- Texte fourni -
-=-=-=-=-

La vie mystérieuse, insolente et héroïque du Dr James Barry (née Margaret Bulkley)

D octeur militaire et pionnier de la chirurgie, James Barry (1789 – 1895) a marqué son époque et son métier. Posté au quatre coins de l’Empire durant sa carrière, il a été le champion de l’efficacité, un visionnaire au niveau des techniques médicales et un humaniste dans l’approche de son sacerdoce (il n’hésitait pas à soigner les pauvres et les autochtones, au grand dam de sa classe sociale). Exigeant et perfectionniste, il est également régulièrement entré en conflit frontal avec des collègues peu regardants sur l’hygiène, sa hiérarchie dont les décisions iniques le dégoûtaient et, surtout, avec des colons spoliateurs imbus d’eux-mêmes. Heureusement, quelques protecteurs hauts placés et un bilan professionnel sans tache lui ont permis de mener à bien sa mission. Ah oui, James Barry était une femme. Un secret jalousement gardé qu’elle avait réussi à préserver toute sa vie.

Formidable personnage qu’a décidé de raconter Isabelle Bauthain ! Au sein d’une Angleterre victorienne corsetée dans des conventions morales strictes, imaginer qu’une femme ait pu infiltrer l’armée d’un Empire triomphant est tout bonnement inconcevable ; c’est pourtant ce qui est réellement arrivé. D’ailleurs, il aura fallu plus de cent ans pour que l’administration accepte de lever les scellés des documents relatifs à cette humiliante « affaire ». Cependant, l’anecdote en elle-même s’avère finalement presque secondaire face aux apports incommensurables que la praticienne a fait en terme de modernisation de la médecine, autant techniquement (les premières césariennes sécuritaires, par exemple), que sanitairement et éthiquement. D’ailleurs, au-delà du ton logiquement féministe du scénario, Bauthain a pris le soin de mettre l’accent sur les réussites de son héroïne, démontrant ainsi que le talent et les capacités ne dépendent ni du sexe ou ni de l’origine.

-=-=-=-=-

- Données affichées -

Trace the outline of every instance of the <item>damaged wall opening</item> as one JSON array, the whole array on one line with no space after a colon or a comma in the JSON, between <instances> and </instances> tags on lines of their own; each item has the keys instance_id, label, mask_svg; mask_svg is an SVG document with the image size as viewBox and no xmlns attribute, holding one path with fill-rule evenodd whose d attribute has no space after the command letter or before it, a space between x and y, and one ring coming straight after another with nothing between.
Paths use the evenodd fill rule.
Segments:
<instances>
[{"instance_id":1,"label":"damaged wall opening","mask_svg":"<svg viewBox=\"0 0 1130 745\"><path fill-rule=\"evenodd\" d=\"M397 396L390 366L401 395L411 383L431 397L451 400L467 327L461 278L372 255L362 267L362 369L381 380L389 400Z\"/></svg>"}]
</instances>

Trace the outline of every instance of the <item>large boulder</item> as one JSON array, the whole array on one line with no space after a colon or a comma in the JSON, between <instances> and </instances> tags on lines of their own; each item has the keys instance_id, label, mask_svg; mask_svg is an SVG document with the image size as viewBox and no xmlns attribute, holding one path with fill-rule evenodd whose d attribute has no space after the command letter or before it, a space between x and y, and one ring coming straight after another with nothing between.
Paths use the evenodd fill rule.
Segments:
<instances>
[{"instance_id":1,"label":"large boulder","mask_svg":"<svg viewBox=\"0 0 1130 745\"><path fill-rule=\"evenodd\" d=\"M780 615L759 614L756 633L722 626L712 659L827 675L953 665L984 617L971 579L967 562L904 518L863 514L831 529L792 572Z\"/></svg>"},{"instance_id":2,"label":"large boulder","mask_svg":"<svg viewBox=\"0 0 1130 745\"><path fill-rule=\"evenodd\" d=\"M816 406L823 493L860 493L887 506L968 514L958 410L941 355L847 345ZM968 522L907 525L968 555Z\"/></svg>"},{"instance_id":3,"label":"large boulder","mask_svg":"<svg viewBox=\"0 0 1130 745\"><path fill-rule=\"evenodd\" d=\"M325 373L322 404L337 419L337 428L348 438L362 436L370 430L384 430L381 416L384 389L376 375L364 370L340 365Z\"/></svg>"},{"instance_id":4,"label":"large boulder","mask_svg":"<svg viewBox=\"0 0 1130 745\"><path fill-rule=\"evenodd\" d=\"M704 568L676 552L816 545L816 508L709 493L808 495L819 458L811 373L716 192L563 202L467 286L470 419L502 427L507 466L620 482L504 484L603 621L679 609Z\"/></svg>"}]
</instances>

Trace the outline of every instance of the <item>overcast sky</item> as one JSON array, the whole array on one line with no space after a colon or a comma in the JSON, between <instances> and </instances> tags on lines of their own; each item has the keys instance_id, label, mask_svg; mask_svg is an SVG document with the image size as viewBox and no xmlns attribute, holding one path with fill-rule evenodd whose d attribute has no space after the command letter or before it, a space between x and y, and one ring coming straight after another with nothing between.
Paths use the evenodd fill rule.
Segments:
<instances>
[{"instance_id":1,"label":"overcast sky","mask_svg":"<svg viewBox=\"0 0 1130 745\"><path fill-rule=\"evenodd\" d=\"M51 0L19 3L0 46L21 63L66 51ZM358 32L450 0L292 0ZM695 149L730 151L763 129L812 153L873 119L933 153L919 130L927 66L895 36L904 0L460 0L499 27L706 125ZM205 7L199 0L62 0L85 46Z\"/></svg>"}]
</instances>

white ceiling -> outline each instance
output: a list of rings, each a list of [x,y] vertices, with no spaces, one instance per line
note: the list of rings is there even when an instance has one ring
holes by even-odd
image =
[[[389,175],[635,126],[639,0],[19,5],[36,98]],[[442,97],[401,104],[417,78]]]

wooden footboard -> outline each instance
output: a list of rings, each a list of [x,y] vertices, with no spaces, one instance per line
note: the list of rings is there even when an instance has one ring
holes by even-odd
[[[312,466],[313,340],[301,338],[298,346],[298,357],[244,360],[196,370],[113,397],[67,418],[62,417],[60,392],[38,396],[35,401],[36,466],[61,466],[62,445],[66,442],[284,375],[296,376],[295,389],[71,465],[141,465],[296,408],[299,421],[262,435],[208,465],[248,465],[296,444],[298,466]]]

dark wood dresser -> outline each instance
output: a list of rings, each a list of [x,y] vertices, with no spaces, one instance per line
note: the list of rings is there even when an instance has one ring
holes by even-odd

-=-=-=-=-

- Questions à traiter -
**A)** D'après le texte sur James Barry, combien de temps a-t-il fallu pour que l'administration accepte de lever les scellés des documents relatifs à cette « affaire » ?
**B)** Recopiez sans rien changer le passage du texte sur James Barry qui commence par « D octeur militaire » et se termine par « toute sa vie. ».
Vous n'avez pas besoin des enregistrements.

- Réponses -
**A)** Plus de cent ans.

**B)**
D octeur militaire et pionnier de la chirurgie, James Barry (1789 – 1895) a marqué son époque et son métier. Posté au quatre coins de l’Empire durant sa carrière, il a été le champion de l’efficacité, un visionnaire au niveau des techniques médicales et un humaniste dans l’approche de son sacerdoce (il n’hésitait pas à soigner les pauvres et les autochtones, au grand dam de sa classe sociale). Exigeant et perfectionniste, il est également régulièrement entré en conflit frontal avec des collègues peu regardants sur l’hygiène, sa hiérarchie dont les décisions iniques le dégoûtaient et, surtout, avec des colons spoliateurs imbus d’eux-mêmes. Heureusement, quelques protecteurs hauts placés et un bilan professionnel sans tache lui ont permis de mener à bien sa mission. Ah oui, James Barry était une femme. Un secret jalousement gardé qu’elle avait réussi à préserver toute sa vie.